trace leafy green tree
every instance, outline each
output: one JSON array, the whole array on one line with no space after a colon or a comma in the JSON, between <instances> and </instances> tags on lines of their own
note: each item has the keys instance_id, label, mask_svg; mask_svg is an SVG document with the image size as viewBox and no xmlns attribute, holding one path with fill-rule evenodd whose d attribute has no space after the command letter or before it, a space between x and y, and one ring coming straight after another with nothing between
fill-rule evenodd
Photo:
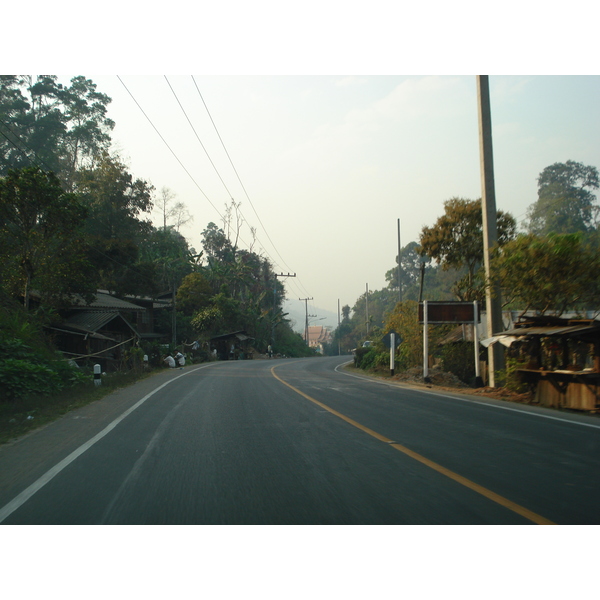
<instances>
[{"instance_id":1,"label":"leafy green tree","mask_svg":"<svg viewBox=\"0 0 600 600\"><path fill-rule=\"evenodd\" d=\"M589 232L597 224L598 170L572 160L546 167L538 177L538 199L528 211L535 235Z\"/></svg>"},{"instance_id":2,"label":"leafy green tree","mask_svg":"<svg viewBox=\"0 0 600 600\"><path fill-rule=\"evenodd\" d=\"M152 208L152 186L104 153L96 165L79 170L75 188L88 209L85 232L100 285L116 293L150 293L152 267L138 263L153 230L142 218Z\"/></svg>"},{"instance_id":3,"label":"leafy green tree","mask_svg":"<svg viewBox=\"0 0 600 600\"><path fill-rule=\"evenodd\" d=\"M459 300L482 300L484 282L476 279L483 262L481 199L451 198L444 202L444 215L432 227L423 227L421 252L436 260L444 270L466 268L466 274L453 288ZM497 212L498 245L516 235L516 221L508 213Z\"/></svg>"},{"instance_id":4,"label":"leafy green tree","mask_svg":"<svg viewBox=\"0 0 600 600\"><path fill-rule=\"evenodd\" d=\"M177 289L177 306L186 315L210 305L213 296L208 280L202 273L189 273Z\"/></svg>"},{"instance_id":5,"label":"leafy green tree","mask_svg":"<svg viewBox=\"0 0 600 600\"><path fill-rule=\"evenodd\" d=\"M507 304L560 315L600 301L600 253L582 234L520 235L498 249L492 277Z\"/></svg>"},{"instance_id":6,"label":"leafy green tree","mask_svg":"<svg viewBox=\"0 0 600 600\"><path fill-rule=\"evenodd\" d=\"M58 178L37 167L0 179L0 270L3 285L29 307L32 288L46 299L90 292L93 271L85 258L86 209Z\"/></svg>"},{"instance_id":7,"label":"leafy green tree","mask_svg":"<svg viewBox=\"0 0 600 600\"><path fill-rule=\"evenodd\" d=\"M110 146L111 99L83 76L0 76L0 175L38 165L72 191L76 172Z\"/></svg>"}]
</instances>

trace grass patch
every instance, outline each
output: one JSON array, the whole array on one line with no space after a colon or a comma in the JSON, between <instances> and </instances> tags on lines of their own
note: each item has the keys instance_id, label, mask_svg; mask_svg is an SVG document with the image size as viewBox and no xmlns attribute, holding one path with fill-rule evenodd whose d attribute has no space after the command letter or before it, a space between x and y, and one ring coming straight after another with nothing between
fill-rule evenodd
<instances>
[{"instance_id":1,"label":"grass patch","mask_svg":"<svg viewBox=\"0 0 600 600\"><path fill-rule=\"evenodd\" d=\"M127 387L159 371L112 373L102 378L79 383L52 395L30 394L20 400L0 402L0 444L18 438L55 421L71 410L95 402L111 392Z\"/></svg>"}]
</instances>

* * * * * * *

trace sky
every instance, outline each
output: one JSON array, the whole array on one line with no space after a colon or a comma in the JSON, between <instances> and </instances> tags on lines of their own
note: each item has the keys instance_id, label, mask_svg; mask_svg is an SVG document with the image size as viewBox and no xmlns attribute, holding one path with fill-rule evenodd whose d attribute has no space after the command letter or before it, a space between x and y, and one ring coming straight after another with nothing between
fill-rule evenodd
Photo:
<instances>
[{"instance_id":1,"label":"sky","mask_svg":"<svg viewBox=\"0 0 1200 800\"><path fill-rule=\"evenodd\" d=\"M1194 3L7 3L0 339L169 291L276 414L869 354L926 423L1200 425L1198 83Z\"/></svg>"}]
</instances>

* * * * * * *

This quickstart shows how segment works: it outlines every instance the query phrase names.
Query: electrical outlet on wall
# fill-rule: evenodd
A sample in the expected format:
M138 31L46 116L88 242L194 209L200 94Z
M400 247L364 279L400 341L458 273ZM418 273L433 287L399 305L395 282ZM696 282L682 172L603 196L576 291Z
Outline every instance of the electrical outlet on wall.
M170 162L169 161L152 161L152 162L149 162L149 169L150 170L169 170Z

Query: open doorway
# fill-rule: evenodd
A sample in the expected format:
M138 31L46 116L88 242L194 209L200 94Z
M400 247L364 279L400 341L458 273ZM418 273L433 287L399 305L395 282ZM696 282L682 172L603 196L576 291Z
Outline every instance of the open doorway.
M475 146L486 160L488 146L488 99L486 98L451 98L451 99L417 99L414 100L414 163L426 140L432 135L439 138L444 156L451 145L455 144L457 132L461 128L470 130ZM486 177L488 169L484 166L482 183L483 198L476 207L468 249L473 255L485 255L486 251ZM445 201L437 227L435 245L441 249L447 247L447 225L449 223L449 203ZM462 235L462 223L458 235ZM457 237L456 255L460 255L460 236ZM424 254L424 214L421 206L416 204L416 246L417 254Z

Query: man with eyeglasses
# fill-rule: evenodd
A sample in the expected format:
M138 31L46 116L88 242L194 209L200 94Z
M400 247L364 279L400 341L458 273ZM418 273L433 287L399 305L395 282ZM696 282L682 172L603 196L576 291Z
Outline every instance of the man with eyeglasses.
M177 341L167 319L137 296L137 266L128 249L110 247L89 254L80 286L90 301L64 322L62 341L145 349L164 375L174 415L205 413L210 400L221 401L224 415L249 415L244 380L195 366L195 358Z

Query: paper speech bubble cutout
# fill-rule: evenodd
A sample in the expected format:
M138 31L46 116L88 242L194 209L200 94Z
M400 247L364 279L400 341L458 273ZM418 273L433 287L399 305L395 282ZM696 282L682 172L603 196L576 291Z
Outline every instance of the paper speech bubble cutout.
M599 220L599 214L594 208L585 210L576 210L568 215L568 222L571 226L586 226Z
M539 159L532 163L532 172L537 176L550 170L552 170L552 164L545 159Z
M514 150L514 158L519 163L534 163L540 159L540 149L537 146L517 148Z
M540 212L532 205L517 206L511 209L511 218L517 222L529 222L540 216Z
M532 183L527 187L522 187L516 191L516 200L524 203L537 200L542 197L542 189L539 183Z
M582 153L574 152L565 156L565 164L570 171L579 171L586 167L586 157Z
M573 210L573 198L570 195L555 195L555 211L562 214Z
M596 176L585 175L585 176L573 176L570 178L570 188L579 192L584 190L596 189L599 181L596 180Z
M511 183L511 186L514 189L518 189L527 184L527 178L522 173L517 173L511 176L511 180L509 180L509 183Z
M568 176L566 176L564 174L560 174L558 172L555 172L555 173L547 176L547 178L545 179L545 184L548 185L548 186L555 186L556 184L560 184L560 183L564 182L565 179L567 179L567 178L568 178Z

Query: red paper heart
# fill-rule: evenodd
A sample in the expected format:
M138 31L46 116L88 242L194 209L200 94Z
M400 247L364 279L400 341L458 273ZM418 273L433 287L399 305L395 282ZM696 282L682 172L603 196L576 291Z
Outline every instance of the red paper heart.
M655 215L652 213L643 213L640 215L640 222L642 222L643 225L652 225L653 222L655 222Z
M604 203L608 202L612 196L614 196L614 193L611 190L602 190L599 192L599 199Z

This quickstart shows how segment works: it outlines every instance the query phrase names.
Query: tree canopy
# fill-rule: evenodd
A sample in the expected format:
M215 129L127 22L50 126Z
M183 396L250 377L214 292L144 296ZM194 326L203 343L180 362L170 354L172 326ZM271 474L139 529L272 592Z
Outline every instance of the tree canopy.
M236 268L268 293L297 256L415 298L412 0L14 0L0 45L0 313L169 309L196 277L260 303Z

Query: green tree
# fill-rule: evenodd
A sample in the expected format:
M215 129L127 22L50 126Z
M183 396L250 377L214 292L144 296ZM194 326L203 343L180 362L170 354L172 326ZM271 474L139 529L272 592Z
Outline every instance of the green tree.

* * * * * * *

WHAT YOU NEED TO DO:
Among the entries above, copy exactly only the lines starting with the one containing "Query: green tree" and going through the one containing "Outline every instance of the green tree.", both ends included.

SOLUTION FOR THIS TASK:
Query: green tree
# fill-rule: evenodd
A sample in the expected format:
M215 129L127 22L50 126Z
M183 396L250 377L214 292L144 296ZM194 326L203 343L180 362L170 354L172 326ZM271 474L139 529L272 592Z
Outline every instance of the green tree.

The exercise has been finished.